-------- Zitierter Textauszug

Geistlich heißt weltlich

Zugang: Jeder sagt sein Wort

Wir reden unendlich viel – und sind zugleich sprachlos. Und doch sagt jeder, sagt jeder in jedem Augenblick ein Wort. Schauen wir in die Gesichter, denen wir alltäglich begegnen. Auch wenn sie leere, hohle, verschlossene Gesichter sind, wenn sie nichtssagend erscheinen, so sagt dieses Nichts-sagen uns etwas; es sagt uns, es sei mit allem nichts, es habe alles doch keinen Sinn. Gleichviel was ich im einzelnen rede und tue, einfach indem ich da bin, gebe ich Zeugnis davon, wie ich das Leben sehe, wie ich die Welt deute – und selbst wenn ich nichts davon weiß, wenn ich nicht darüber nachdenke, so spiegele ich ein Wort, das man mir eben suggeriert hat, ein Wort, das aus der Atmosphäre, die mich umgibt, in mich eingeht und mich bestimmt.

Kritisches Bewußtsein fängt damit an, daß wir uns Rechenschaft geben darüber, welches Wort denn unser Tun und Lassen, unsere Haltung, [315] unsere Meinung, unsere Weise, mit den Menschen und den Dingen umzugehen, wiedergibt.

Alle Worte – auch die verzerrten, verstellten, in Silben zerstückelten – meinen freilich ein Wort, und als die wahre Tiefe, der wahre Sinn wohnt in allen und in allem, in Menschen, Ereignissen, Dingen ein je eigenes und doch geschenktes, gemeinsames Wort. Dieses Wort freizulegen, auf dieses Wort hin die oberflächlich gesprochenen Worte auszulegen, sie für es zu öffnen, dies erst ist der wahre Sinn und das wahre Recht alles kritischen Scheidens und Analysierens.

Die vielen Worte hören, sie scheiden und unterscheiden, durch sie hindurchstoßen auf jenes Wort, das in den vielen Worten gemeint ist: dies hat eine Voraussetzung, und sie heißt, daß wir uns für dieses eine Wort entscheiden. Entscheide dich für das einzige Wort, das es zu sagen lohnt, für das einzige Wort, das deine, der anderen und der Welt Wahrheit ist – und sage mit deinem Leben und Tun jenes Wort, für das du dich entschieden hast! Dies ist die Grundentscheidung des Christen, durch die er seinen Glauben welthaft wirklich und wirksam werden läßt.

----------------
-------- Angezeigte Daten

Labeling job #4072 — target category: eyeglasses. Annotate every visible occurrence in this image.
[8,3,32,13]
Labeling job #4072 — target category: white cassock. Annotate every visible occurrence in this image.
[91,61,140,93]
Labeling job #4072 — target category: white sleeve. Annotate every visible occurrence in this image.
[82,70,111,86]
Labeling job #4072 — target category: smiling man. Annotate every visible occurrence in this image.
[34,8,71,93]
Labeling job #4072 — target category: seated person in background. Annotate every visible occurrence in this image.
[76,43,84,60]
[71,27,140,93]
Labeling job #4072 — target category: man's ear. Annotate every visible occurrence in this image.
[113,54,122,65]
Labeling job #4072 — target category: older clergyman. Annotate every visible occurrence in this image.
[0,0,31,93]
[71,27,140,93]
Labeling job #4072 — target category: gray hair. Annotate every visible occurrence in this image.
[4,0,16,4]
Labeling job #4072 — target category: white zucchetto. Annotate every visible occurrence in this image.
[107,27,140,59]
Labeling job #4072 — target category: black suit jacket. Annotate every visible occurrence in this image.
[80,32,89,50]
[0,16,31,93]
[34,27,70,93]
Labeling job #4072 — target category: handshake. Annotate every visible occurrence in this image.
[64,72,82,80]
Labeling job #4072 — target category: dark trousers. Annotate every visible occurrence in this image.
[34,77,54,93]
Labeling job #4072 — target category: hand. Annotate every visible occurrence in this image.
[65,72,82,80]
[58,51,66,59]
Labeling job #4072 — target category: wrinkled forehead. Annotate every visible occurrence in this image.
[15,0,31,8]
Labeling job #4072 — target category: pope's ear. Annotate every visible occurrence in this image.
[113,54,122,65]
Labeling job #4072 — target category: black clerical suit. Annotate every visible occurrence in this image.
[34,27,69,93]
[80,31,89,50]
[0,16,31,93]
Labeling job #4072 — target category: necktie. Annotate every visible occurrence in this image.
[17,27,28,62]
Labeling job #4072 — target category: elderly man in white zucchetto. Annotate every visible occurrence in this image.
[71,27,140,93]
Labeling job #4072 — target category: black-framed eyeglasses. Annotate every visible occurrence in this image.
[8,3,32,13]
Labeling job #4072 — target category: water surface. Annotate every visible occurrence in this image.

----------------

### Aufgabenstellung
Prüfen Sie, ob die folgenden Aussagen mit dem Textauszug übereinstimmen, und antworten Sie jeweils mit Ja oder Nein sowie den entscheidenden Worten des Textauszugs als wörtlichem Zitat.
(a) Kritisches Bewusstsein beginnt damit, dass wir uns Rechenschaft darüber geben, welches Wort unser Tun und Lassen wiedergibt.
(b) Ein nichtssagendes Gesicht sagt uns gar nichts.
(c) Die Entscheidung für das eine Wort wird als Grundentscheidung des Christen bezeichnet.

### Lösung
(a) Ja: „Kritisches Bewußtsein fängt damit an, daß wir uns Rechenschaft geben darüber, welches Wort denn unser Tun und Lassen“
(b) Nein: „so sagt dieses Nichts-sagen uns etwas“
(c) Ja: „Dies ist die Grundentscheidung des Christen“